__Dataset records__:

★ ★ ★

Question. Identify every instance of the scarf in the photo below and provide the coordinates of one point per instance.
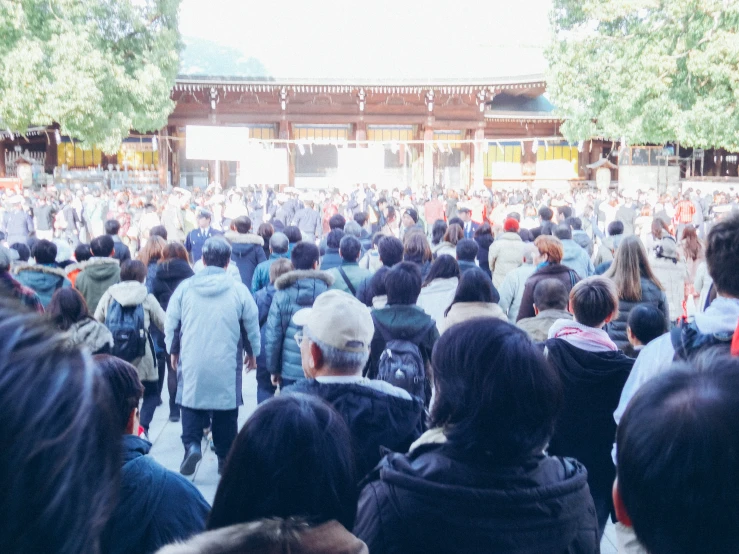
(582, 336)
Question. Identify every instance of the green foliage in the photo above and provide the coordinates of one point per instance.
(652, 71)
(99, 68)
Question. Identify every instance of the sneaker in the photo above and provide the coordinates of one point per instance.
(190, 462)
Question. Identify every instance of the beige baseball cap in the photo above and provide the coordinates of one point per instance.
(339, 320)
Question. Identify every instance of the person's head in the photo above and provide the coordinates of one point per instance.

★ ★ ★

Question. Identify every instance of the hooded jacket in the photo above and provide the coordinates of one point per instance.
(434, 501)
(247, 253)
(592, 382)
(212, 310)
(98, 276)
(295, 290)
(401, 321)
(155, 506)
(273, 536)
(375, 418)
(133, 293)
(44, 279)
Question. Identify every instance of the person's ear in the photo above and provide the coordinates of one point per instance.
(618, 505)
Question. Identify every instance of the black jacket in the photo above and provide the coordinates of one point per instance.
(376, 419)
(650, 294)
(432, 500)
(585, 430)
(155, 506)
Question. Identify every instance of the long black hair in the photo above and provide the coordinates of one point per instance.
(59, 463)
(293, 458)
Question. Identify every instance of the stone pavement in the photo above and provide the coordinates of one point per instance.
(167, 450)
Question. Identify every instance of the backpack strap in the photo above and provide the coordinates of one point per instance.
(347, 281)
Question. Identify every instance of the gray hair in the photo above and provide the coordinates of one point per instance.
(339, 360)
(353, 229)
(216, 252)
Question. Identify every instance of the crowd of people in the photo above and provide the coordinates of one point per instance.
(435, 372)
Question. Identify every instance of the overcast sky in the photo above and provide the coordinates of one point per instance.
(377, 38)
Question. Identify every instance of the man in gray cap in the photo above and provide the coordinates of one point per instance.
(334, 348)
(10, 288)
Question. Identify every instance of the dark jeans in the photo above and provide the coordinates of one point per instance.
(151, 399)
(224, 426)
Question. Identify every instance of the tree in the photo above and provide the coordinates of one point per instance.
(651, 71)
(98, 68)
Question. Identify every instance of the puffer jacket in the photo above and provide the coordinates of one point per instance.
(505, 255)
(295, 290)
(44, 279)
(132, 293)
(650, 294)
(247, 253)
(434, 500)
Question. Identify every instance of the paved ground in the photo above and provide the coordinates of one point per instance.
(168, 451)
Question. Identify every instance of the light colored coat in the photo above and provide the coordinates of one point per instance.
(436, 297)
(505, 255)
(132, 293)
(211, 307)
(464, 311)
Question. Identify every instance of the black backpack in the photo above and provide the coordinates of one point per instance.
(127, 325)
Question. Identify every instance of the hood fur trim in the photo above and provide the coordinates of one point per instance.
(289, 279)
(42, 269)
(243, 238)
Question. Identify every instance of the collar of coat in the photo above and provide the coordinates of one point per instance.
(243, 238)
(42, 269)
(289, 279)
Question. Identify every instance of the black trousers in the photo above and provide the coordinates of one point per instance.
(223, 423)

★ ★ ★

__Your objective__: Rewrite the records starting at the line with "Question. Identify every instance of the scarf" and ending at the line with "Question. Identify every instance of the person's head", changing "sneaker" to "running shoe" and keeping everything else the same. Leave out the pictures.

__Worked answer__:
Question. Identify every instance of the scarf in the photo below and provide the coordinates of one point per instance.
(582, 336)
Question. Identify every instance of the green foliage in the photo above and provide the coordinates of one point per instance.
(652, 71)
(99, 68)
Question. Identify every instance of the running shoe in the photo above and provide the coordinates of one point per instance.
(190, 462)
Question. Identify every instance of the beige baseball cap in the photo above and provide the coordinates of one point per instance.
(339, 320)
Question. Identify every instance of the person's head in the photo above and provide the coordinates of one point per instance.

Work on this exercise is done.